## SET PROBLEM 1
In the comment on Nintendo's price increase, what did Nintendo's executive team do after the failure of the WiiU instead of laying off staff?
## SET PROBLEM 2
Copy the passage of the comment on Nintendo's price increase starting with "Compared to back" and going on through "of the doubt.".

## SOURCE DOCUMENT
--*--
It sucks, and I’m not trying to excuse it or hand-wave it away - more-so just pointing out that it was kinda foreseeable, given the current state of things.
If you think this is bad, wait until the next round of console launches in ~2027 from Sony.
I can understand the console being more expensive, especially since we don't really know its specs yet (or at least I don't). Why is Mario Kart 30 euros more expensive, tho? It doesn't paint a good picture.
I’m an old curmudgeon, and I remember (my parents) paying ~$50 for SNES back in the early-to-mid ‘90s; so I’m not exactly shocked that Nintendo have lifted their sell-price.
Compared to back then; gaming is still somewhat more affordable, which definitely feels counter-intuitive - I know!
Japan has for the first time since 1991 had >2% annual inflation for 3 straight years, definitively ending their 2+ decade of stagflation. Developer wages are going up, and games take longer to develop - those costs need to be covered. I am in support of paying a fair market price if (and only if), that increase goes to the labour, and not shareholder profits.
Seeing as the Executive team at Nintendo opted to take a salary-cut, rather than lay off staff, following the failure of the WiiU — they have exactly one credit from me, for the benefit of the doubt.
But that is where my good graces end; other developers are going to take this as the green light to further increase prices on their own (unfinished, rushed, micropayment-laden) titles, across the industry. Heck, there are rumblings that the base version of GTA6 may be $100USD!
--*--
(Stored items from a collection)
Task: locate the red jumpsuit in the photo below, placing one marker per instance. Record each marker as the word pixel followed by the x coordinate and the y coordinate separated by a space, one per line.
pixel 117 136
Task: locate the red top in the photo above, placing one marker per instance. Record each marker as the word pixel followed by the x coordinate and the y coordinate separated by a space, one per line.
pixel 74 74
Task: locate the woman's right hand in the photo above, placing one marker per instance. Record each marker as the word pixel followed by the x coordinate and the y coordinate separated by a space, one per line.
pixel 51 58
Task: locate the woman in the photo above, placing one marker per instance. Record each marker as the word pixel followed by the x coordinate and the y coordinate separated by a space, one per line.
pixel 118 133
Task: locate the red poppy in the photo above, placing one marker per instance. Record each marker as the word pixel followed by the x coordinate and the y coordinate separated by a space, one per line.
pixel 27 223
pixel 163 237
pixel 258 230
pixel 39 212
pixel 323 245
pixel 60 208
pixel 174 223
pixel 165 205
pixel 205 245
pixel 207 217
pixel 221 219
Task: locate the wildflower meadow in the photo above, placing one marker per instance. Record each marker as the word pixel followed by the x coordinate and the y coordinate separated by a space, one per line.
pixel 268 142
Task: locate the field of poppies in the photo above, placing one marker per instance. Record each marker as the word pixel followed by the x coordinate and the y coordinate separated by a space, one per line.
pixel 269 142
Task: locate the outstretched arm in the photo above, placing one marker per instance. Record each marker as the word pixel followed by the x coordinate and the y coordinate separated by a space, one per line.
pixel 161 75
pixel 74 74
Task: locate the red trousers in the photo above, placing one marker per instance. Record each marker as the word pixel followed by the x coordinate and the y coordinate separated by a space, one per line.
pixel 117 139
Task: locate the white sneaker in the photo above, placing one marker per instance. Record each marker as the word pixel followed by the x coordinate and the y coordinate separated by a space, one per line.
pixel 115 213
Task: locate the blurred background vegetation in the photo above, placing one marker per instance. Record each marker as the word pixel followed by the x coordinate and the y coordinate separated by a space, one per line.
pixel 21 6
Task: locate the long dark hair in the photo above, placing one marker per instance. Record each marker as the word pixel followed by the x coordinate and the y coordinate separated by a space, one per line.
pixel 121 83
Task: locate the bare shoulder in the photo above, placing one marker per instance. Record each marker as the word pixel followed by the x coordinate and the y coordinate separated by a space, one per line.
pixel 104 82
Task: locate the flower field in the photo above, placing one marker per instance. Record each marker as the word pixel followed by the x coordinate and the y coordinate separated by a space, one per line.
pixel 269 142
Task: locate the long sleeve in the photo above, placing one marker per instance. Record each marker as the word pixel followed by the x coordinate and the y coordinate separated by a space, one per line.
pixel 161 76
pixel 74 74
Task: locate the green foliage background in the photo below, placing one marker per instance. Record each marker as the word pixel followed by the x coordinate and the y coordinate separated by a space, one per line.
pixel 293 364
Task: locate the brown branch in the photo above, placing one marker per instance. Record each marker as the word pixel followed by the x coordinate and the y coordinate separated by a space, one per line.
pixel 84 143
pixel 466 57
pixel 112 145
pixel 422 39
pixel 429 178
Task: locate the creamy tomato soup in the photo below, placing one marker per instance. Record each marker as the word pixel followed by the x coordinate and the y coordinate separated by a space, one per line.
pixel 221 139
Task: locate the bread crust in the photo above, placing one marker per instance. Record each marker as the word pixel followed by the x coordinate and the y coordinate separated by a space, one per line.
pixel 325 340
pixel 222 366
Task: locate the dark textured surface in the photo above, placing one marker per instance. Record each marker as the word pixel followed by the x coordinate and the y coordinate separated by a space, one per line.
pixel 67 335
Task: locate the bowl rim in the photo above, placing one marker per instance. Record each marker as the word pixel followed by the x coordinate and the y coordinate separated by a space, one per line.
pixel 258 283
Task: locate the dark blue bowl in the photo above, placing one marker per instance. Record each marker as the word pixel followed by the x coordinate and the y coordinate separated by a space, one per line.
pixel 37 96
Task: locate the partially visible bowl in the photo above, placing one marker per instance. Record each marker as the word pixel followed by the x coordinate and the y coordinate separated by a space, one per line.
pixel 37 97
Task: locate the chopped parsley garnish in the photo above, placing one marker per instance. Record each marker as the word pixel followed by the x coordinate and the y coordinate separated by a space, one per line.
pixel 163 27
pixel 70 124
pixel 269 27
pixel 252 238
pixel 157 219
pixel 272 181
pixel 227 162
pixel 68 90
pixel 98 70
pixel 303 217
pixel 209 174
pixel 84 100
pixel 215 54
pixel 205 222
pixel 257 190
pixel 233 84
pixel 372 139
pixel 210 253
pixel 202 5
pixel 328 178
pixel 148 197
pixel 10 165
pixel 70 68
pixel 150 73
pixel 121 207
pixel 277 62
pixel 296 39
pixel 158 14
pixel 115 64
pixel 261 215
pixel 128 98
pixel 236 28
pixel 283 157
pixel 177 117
--*--
## CORRECT OUTPUT 1
They took a salary cut.

## CORRECT OUTPUT 2
Compared to back then; gaming is still somewhat more affordable, which definitely feels counter-intuitive - I know!
Japan has for the first time since 1991 had >2% annual inflation for 3 straight years, definitively ending their 2+ decade of stagflation. Developer wages are going up, and games take longer to develop - those costs need to be covered. I am in support of paying a fair market price if (and only if), that increase goes to the labour, and not shareholder profits.
Seeing as the Executive team at Nintendo opted to take a salary-cut, rather than lay off staff, following the failure of the WiiU — they have exactly one credit from me, for the benefit of the doubt.